### WHAT YOU WILL DO
Every record must be restated exactly. Drop the images.

### DATA PROVIDED

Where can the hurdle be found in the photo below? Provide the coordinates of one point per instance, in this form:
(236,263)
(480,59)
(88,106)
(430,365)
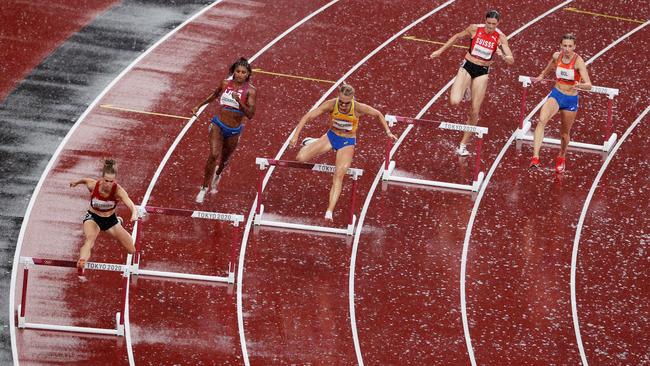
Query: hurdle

######

### EXPECTED ANSWER
Where can the hurdle be found in the photo below? Provide the coordinates of one point per instance, in this form:
(236,263)
(480,59)
(88,106)
(430,365)
Query: hurdle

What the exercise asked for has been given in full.